[BEGIN RECORDS FOR PROCESSING]

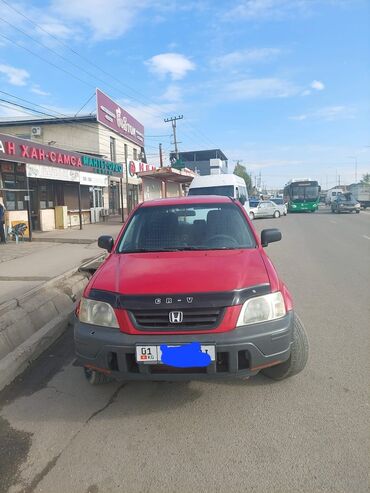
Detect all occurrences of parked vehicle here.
[74,196,308,384]
[270,197,288,216]
[325,188,343,205]
[331,192,361,214]
[188,174,249,213]
[284,178,321,212]
[347,183,370,209]
[249,200,285,219]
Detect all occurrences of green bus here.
[284,178,321,212]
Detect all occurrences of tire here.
[84,367,113,385]
[261,315,309,380]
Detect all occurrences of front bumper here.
[74,311,294,381]
[338,206,360,212]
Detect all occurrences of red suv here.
[74,196,308,384]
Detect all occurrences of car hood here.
[90,248,269,295]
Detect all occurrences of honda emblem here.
[168,312,184,324]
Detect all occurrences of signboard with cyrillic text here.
[96,89,144,147]
[0,134,123,177]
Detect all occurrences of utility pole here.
[348,156,357,183]
[164,115,184,159]
[159,144,163,168]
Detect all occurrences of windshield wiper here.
[119,248,184,253]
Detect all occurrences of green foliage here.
[234,161,252,194]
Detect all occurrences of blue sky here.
[0,0,370,187]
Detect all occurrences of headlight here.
[236,291,286,327]
[78,298,119,329]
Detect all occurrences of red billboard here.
[96,89,144,147]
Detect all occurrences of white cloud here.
[119,100,178,133]
[226,0,316,20]
[226,78,299,99]
[51,0,149,40]
[31,84,50,96]
[311,80,325,91]
[211,48,281,69]
[290,105,356,121]
[161,84,181,103]
[145,53,195,80]
[0,64,30,86]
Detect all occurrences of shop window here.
[5,192,16,211]
[110,137,116,162]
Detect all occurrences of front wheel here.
[261,315,309,380]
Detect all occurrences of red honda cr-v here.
[74,196,308,384]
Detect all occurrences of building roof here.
[140,195,233,207]
[170,149,227,162]
[0,115,97,127]
[137,167,195,183]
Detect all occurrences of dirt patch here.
[0,416,32,493]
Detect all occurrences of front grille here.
[129,307,225,331]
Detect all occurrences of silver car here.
[249,200,284,219]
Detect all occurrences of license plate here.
[136,344,216,365]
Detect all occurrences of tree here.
[361,173,370,185]
[234,161,252,194]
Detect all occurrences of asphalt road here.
[0,211,370,493]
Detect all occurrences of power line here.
[164,115,184,159]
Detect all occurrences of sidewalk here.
[0,222,122,304]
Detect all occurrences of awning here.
[138,167,196,183]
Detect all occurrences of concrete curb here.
[32,237,94,245]
[0,254,104,391]
[0,254,104,315]
[0,310,73,391]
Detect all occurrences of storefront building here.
[138,167,196,201]
[0,89,145,218]
[0,134,123,231]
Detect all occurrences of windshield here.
[188,185,234,197]
[117,204,256,253]
[292,185,319,201]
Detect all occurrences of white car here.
[249,200,284,219]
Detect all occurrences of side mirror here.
[98,235,114,253]
[261,228,281,247]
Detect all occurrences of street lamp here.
[347,156,357,183]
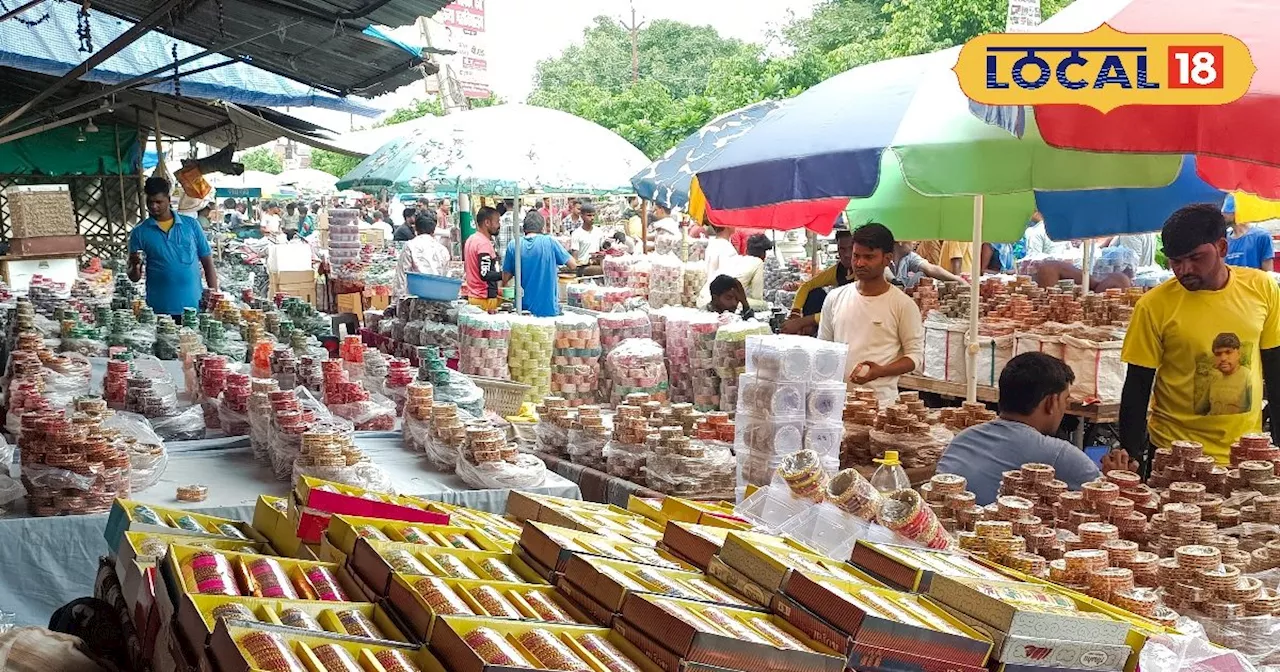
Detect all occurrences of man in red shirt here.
[462,206,502,312]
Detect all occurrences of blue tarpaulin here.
[0,0,381,116]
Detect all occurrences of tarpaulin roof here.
[0,0,381,116]
[74,0,452,97]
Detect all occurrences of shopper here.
[782,229,854,335]
[392,210,449,297]
[937,352,1129,506]
[462,206,502,312]
[128,178,218,317]
[890,242,968,288]
[1120,204,1280,465]
[1222,193,1276,273]
[502,210,585,317]
[818,223,924,406]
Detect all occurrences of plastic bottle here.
[872,451,911,493]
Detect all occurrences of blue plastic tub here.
[404,273,462,301]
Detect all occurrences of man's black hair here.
[413,210,435,236]
[710,275,737,297]
[1000,352,1075,415]
[854,221,893,255]
[746,233,773,257]
[142,178,172,196]
[1160,204,1226,259]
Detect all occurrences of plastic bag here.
[151,406,205,442]
[457,453,547,490]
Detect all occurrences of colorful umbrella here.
[1036,0,1280,198]
[337,105,649,197]
[690,49,1181,230]
[631,100,780,207]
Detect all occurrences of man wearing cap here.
[502,210,577,317]
[1120,204,1280,465]
[1222,193,1276,273]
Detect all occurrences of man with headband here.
[1120,204,1280,465]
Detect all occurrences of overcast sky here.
[289,0,818,131]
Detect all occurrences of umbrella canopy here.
[691,47,1181,230]
[631,100,780,209]
[338,105,649,196]
[1036,0,1280,197]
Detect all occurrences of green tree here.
[239,147,284,175]
[311,150,360,178]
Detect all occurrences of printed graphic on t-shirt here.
[1196,332,1253,415]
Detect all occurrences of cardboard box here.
[209,621,445,672]
[557,556,759,613]
[849,539,1007,593]
[349,539,548,596]
[622,593,845,672]
[719,531,876,593]
[768,571,992,667]
[387,573,593,641]
[175,594,410,650]
[928,575,1129,645]
[9,236,84,257]
[102,499,268,550]
[435,616,663,672]
[942,599,1137,672]
[520,522,695,572]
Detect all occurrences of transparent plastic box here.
[737,374,805,419]
[805,381,846,422]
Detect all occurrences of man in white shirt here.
[818,224,924,406]
[568,204,604,266]
[392,210,449,297]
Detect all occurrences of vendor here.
[818,223,924,406]
[502,209,585,317]
[1120,204,1280,465]
[462,206,502,312]
[129,178,218,317]
[937,352,1129,506]
[890,242,968,288]
[782,229,854,335]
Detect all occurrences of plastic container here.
[404,273,462,301]
[872,451,911,493]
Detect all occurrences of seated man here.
[937,352,1129,506]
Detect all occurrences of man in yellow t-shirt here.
[1120,204,1280,463]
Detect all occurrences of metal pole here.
[965,193,983,402]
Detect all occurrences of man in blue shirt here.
[502,210,577,317]
[937,352,1137,506]
[1222,193,1276,273]
[129,178,218,321]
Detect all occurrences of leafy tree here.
[311,150,360,178]
[239,147,284,175]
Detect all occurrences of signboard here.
[433,0,493,99]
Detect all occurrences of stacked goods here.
[602,335,668,406]
[18,403,129,516]
[507,316,556,403]
[840,388,879,468]
[735,335,846,485]
[870,392,951,468]
[568,404,609,471]
[680,259,707,308]
[712,321,769,412]
[535,397,577,457]
[648,255,685,308]
[458,312,511,380]
[550,314,602,406]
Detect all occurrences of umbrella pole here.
[965,193,983,402]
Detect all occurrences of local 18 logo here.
[952,24,1257,111]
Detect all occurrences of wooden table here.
[897,374,1120,448]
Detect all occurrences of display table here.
[897,374,1120,448]
[0,433,580,625]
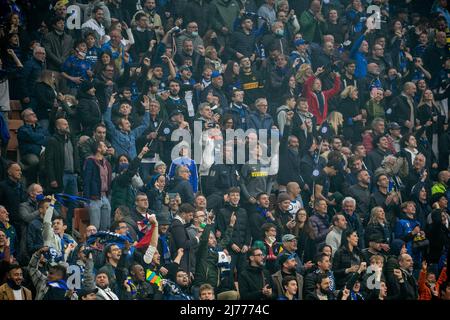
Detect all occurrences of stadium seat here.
[8,119,23,161]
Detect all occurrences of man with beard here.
[0,265,32,300]
[163,269,193,300]
[79,123,115,163]
[174,38,205,79]
[238,248,275,300]
[386,253,419,300]
[305,253,335,299]
[83,253,119,300]
[164,80,190,122]
[277,111,312,190]
[103,94,150,159]
[272,253,303,300]
[44,119,80,233]
[306,274,344,300]
[239,57,264,106]
[200,70,229,113]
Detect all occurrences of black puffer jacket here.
[77,93,102,135]
[217,203,251,247]
[34,82,56,120]
[238,266,275,300]
[333,246,364,289]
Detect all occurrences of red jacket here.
[303,75,341,125]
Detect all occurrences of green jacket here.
[210,0,240,33]
[300,10,326,42]
[193,224,233,288]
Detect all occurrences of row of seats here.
[8,100,23,161]
[7,100,89,240]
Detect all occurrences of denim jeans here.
[63,173,78,233]
[89,196,111,231]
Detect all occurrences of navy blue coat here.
[83,157,112,199]
[17,124,49,157]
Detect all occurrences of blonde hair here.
[327,111,344,133]
[341,86,358,99]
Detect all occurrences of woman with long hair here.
[417,89,445,154]
[333,229,364,289]
[292,208,317,262]
[34,70,57,129]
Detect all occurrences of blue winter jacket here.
[103,108,150,159]
[350,35,367,79]
[17,124,49,157]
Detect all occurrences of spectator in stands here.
[44,119,80,232]
[17,109,49,184]
[42,17,73,72]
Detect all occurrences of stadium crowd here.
[0,0,450,300]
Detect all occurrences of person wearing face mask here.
[61,40,93,95]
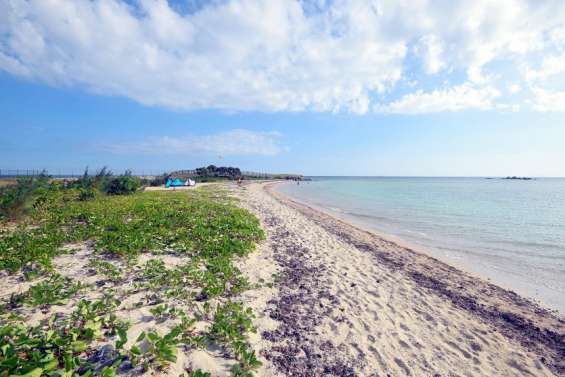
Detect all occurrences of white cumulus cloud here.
[0,0,565,113]
[375,83,500,114]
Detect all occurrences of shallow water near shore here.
[277,177,565,315]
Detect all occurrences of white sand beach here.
[232,184,565,376]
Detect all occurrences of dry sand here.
[0,183,565,376]
[230,184,565,376]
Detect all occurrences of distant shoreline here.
[256,182,565,372]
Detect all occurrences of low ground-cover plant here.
[11,274,84,306]
[0,184,263,376]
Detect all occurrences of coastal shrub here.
[0,184,264,376]
[0,173,49,219]
[104,171,141,195]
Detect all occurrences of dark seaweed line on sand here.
[261,212,356,377]
[265,186,565,375]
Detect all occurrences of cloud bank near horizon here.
[0,0,565,114]
[102,129,286,157]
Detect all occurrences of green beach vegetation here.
[0,169,264,376]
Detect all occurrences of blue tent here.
[165,178,185,187]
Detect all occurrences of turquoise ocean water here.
[278,177,565,314]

[END RECORDS FOR PROCESSING]

Could you quote, word for word, the lines beginning with the one that contains "Detect all occurrences of blue sky here." and running through the one that contains "[0,222,122,304]"?

**WORKED ANSWER**
Detect all occurrences of blue sky here.
[0,0,370,187]
Detect all occurrences of headlight here.
[236,291,286,327]
[78,298,119,329]
Detect all occurrences of red billboard here.
[96,89,144,147]
Detect all occurrences of white cloud here.
[119,100,178,133]
[226,0,316,20]
[226,78,299,99]
[51,0,149,40]
[31,84,50,96]
[311,80,325,91]
[211,48,281,69]
[290,105,356,121]
[161,84,181,103]
[145,53,195,80]
[0,64,30,86]
Detect all occurrences of shop window here.
[5,192,16,211]
[110,137,116,162]
Detect all occurrences of front wheel here.
[261,315,309,380]
Detect all occurrences of red honda cr-v here.
[74,196,308,384]
Detect all occurrences of building roof here.
[140,195,233,207]
[170,149,227,162]
[0,115,97,127]
[137,167,195,183]
Detect all occurrences of dirt patch here.
[0,416,32,493]
Detect all occurrences of front grille here.
[129,307,225,331]
Detect all occurrences of silver car here.
[249,200,284,219]
Detect all occurrences of license plate here.
[136,344,216,365]
Detect all occurrences of tree here.
[361,173,370,185]
[234,161,252,194]
Detect all occurrences of asphalt road here.
[0,211,370,493]
Detect all occurrences of power line here.
[164,115,184,159]
Detect all occurrences of sidewalk here.
[0,222,122,304]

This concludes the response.